Recorded information below:

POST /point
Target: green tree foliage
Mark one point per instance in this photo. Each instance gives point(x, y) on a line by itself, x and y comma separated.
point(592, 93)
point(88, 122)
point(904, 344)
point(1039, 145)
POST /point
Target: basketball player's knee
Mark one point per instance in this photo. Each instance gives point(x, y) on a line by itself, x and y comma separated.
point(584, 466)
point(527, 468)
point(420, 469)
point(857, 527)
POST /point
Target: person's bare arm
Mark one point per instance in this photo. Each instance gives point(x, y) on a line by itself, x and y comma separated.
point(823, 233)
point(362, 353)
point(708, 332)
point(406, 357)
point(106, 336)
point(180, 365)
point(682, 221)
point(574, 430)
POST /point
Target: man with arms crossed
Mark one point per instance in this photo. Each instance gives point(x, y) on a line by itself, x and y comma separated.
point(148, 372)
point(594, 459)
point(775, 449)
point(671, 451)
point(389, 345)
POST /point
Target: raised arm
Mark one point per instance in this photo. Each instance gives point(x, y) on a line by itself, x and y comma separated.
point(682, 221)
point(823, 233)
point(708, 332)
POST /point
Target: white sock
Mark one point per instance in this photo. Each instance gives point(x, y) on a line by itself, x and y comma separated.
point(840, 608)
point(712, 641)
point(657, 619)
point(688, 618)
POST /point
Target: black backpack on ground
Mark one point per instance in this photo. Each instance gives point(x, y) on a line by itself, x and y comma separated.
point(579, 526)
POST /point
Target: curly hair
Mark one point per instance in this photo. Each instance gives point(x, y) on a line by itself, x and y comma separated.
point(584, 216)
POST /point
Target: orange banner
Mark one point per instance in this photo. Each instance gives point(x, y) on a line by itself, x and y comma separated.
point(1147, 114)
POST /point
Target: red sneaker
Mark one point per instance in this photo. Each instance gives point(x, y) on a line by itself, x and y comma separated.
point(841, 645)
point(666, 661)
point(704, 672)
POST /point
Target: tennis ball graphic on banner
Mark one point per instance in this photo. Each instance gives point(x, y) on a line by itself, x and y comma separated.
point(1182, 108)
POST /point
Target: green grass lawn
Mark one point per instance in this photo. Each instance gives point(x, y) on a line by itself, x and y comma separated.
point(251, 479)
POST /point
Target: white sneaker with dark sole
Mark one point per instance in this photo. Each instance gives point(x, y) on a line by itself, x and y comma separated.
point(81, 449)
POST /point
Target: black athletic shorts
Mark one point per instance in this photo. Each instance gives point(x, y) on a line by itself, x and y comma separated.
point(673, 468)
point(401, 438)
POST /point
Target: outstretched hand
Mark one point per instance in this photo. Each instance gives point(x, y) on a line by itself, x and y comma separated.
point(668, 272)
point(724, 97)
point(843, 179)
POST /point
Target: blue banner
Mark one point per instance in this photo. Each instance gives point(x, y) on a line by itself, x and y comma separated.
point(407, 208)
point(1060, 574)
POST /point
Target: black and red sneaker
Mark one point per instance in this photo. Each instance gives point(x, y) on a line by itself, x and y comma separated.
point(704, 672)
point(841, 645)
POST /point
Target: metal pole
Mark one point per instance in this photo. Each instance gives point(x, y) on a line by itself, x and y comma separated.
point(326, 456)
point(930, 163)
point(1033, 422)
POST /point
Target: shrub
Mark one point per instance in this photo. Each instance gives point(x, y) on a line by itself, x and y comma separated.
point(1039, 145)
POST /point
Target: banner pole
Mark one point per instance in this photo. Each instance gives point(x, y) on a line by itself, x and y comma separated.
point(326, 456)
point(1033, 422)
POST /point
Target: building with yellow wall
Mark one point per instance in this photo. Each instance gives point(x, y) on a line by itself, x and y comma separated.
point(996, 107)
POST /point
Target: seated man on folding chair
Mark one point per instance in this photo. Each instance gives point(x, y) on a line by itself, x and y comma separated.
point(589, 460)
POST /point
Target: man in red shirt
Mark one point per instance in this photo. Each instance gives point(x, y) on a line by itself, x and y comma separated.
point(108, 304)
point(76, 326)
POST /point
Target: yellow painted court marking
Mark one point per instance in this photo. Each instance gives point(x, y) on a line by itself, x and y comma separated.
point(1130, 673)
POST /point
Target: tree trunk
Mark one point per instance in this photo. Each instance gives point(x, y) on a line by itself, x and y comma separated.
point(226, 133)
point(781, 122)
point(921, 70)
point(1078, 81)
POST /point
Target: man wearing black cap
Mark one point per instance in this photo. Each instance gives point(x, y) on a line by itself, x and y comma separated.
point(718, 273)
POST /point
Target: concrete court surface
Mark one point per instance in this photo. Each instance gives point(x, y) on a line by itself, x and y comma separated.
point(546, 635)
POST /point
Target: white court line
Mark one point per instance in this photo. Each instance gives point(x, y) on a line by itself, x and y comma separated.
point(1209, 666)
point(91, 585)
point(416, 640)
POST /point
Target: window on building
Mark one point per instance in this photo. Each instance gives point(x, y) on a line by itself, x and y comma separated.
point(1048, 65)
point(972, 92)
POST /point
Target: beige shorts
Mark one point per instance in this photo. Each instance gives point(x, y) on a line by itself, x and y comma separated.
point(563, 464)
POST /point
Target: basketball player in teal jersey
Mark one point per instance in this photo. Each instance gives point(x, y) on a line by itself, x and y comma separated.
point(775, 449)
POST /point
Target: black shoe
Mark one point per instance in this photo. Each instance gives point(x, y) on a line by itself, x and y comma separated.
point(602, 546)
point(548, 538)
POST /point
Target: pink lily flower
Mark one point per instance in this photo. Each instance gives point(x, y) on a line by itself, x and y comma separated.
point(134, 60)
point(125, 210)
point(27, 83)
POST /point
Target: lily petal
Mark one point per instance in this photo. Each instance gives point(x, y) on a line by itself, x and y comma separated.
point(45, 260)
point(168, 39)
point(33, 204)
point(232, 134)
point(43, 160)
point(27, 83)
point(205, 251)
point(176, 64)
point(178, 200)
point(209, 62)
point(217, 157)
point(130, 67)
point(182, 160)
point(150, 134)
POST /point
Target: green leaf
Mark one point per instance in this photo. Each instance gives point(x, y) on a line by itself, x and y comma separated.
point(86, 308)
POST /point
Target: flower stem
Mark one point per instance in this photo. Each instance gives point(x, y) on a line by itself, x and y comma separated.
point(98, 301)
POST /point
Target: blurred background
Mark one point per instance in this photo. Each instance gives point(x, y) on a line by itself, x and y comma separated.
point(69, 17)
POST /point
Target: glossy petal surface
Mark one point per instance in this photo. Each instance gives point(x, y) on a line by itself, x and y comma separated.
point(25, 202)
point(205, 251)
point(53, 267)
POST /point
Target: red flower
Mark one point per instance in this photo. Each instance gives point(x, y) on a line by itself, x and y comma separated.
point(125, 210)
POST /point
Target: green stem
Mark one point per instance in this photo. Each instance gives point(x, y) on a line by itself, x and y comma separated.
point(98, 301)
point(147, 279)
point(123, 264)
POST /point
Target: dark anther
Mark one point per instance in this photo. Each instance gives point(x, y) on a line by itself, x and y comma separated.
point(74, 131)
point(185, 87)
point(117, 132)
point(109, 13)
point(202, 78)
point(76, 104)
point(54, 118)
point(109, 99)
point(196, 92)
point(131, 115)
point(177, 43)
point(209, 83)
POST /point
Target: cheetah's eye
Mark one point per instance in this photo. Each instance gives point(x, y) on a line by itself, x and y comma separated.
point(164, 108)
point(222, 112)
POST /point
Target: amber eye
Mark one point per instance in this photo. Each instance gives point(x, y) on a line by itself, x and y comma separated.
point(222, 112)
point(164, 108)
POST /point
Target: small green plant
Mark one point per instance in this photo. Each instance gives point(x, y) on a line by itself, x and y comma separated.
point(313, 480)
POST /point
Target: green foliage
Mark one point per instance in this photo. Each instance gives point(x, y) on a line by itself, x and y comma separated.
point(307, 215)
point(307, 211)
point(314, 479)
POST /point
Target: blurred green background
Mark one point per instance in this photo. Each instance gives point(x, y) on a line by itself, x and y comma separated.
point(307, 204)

End of Recorded information.

Task to carry out »
Your answer must consist only of the lines from the start of the records above through the line with "Target: tennis ball graphic on banner", each retyped exactly.

Output for this exercise »
POST /point
Target: green tree foliage
Mark one point per instance in this photo. Each instance gives point(x, y) on a line by itself, x and y comma separated.
point(592, 93)
point(88, 122)
point(904, 344)
point(1039, 145)
POST /point
Target: basketball player's knee
Mark one point per instance in this photo. Each instance gives point(x, y) on a line by itself, x and y comma separated.
point(584, 466)
point(527, 468)
point(420, 469)
point(857, 527)
POST /point
Target: person's bare arm
Mark one point per instance in this photo. Each instance gives point(x, y) on a line by itself, x and y comma separated.
point(823, 233)
point(362, 353)
point(708, 332)
point(406, 357)
point(106, 336)
point(180, 365)
point(682, 221)
point(574, 430)
POST /point
Target: man with arms crossed
Mark one point per instance in this photo. Each instance gives point(x, y) on a line by itself, x and y comma separated.
point(148, 372)
point(594, 459)
point(775, 449)
point(671, 451)
point(389, 345)
POST /point
Target: raised arm
Mark one point per instance in this photo. Each instance gives point(x, y) on a line by itself, x and y comma separated.
point(682, 221)
point(823, 233)
point(708, 332)
POST /point
Target: white sock
Mark one point per instance in this photo. Each instance gives point(x, y) on a line by itself, x and y comma separated.
point(840, 608)
point(712, 641)
point(657, 619)
point(688, 618)
POST /point
Target: black backpack on ground
Mark one point per instance in this photo. Each instance gives point(x, y) on a line by itself, x and y comma separated.
point(579, 526)
POST /point
Target: curly hair
Mark one point per instance in this photo. Each instance gives point(x, y) on a line by itself, x and y comma separated.
point(584, 216)
POST /point
Target: orange banner
Mark one point per instance in this photo. Each instance gives point(x, y) on a line by itself, x and y comma separated.
point(1147, 114)
POST /point
Target: red sneaker
Mark one point per instance in this photo. Each instance gives point(x, y) on a line by itself, x and y comma separated.
point(841, 645)
point(666, 661)
point(704, 672)
POST /point
Target: tennis ball graphic on banner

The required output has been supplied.